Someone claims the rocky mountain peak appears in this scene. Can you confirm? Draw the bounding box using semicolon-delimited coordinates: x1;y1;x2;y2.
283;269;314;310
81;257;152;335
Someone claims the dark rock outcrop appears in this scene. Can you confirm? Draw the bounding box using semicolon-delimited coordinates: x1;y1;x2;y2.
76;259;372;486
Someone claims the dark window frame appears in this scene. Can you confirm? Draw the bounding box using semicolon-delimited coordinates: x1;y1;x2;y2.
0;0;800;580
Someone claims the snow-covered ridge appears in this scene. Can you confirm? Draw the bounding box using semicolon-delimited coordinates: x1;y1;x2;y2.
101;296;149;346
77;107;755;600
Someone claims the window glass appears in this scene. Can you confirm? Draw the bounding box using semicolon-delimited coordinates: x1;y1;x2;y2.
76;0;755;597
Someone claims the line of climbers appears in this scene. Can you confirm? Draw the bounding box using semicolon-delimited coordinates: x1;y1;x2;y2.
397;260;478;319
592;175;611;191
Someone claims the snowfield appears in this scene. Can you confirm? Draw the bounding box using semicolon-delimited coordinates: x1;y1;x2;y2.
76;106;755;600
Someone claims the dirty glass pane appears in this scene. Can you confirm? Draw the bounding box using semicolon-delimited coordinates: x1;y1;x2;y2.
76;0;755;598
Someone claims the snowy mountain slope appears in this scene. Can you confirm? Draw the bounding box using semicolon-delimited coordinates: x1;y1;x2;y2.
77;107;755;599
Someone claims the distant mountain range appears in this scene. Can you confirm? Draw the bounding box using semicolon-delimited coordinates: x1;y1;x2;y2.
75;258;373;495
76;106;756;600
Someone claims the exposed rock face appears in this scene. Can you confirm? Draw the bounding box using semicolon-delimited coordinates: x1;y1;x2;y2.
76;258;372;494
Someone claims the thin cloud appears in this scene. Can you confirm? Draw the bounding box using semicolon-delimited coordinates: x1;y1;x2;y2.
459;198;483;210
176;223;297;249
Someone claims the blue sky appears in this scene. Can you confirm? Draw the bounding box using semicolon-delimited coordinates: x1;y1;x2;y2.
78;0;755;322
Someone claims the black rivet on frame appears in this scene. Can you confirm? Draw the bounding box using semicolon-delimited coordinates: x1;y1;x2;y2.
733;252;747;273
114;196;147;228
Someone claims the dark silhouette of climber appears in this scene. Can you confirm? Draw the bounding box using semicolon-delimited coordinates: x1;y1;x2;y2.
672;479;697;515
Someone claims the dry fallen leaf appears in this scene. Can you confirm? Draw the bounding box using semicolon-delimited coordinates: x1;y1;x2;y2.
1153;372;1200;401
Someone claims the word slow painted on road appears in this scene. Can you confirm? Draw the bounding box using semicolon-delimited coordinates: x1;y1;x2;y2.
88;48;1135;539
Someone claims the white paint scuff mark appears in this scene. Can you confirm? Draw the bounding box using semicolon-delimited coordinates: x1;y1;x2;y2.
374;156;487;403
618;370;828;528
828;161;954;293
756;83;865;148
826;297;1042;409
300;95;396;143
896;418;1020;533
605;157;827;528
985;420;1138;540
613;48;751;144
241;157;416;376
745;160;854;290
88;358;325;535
----
▶ Task description
Copy all of the entries above word for word, with every character unchanged.

▶ Response to the task
Someone claims the rocky mountain peak appears in this scene. Can you confirm? Draw the bounding box using semicolon-delimited coordinates: x1;y1;x2;y2.
283;269;314;310
81;257;152;335
Someone claims the dark rock outcrop appears in this scene. Can you confirm? Draw the bounding box using semicolon-delimited coordinates: x1;y1;x2;y2.
76;259;372;486
Someone claims the dark window frame appears in this scene. Can you confirm? Draw the bounding box using semicolon-delimited coordinates: x1;y1;x2;y2.
0;0;800;580
Someone claims the snow-covered ridge appears in this scene. Can you confirm? Draw the bounding box using semicolon-delimited coordinates: x1;y1;x2;y2.
101;296;149;346
77;107;755;600
Someone claims the window glass appears in this scene. Can you confirm? Draw the bounding box using semicolon-delimited coordinates: x1;y1;x2;y2.
76;0;755;597
Someone claims the line of climbers appears in this scene. Can you confirm? Draw the bounding box using semicolon-delimited coordinates: x1;y1;x2;y2.
397;260;478;319
592;175;611;191
Someone claims the snowfield appears in this scene. Can you confirm? Draw the bounding box using semicolon-delimited coordinates: x1;y1;x2;y2.
76;106;755;600
Someone claims the dirty glass pane appears in this scene. Can you confirm? Draw the bounding box using semicolon-delimited coordinates: x1;y1;x2;y2.
76;0;755;598
Someone claims the snowy mountain slope appears in this scene. Can you confirm? Draw the bounding box using semicolon-delimited coordinates: x1;y1;x2;y2.
77;107;755;599
Someone claims the distant mountain range appears in this scene. Can you confirm? Draw the bounding box using semicolon-delimited coordinates: x1;y1;x2;y2.
75;258;373;495
76;106;756;600
Someone claims the exposed rock face appears in this scene. Can you confirm? Draw the bounding box using semicolon-delimited coordinates: x1;y1;x2;y2.
76;258;372;494
Someone claims the thin cloud appears in this scene. Can you confirm? Draw the bounding box using semicolon-delimited coordinates: x1;y1;x2;y2.
459;198;483;210
176;223;297;249
Someone claims the blue sky appears in this scene. Can you confirm? Draw the bounding box using semicolon-delimited coordinates: x1;y1;x2;y2.
78;0;755;322
Someone claims the black rivet on frame appears in this scene. Can you confirm? Draw the bounding box using semicolon-delimited coordinates: x1;y1;x2;y2.
733;252;747;273
114;196;147;228
Someone claims the dark silhouette of climber appears in this scene. Can you confirm? Draw the bounding box using semicolon-delimited coordinates: x1;y1;x2;y2.
672;479;697;515
Someone claims the dry fallen leaf appears in this scene. Can you confirm? Draw the bounding box using semicolon-delimited coordinates: x1;y1;x2;y2.
1153;372;1200;401
Someone claims the word slow painted on road appears in this scene. Can you confirm? Draw the bounding box using semicolon-delimited coordinates: x1;y1;x2;y2.
88;48;1135;539
Someone claims the white paint scuff mark appears in this scene. Can you confirm? Draw the bounding box using semicolon-delimited coordinates: x1;y1;x2;y2.
374;156;487;403
618;370;828;528
828;161;954;293
756;83;865;148
826;297;1042;409
300;95;396;143
896;418;1020;533
605;157;827;528
985;420;1138;540
613;48;751;144
241;157;416;376
745;160;854;290
88;358;325;535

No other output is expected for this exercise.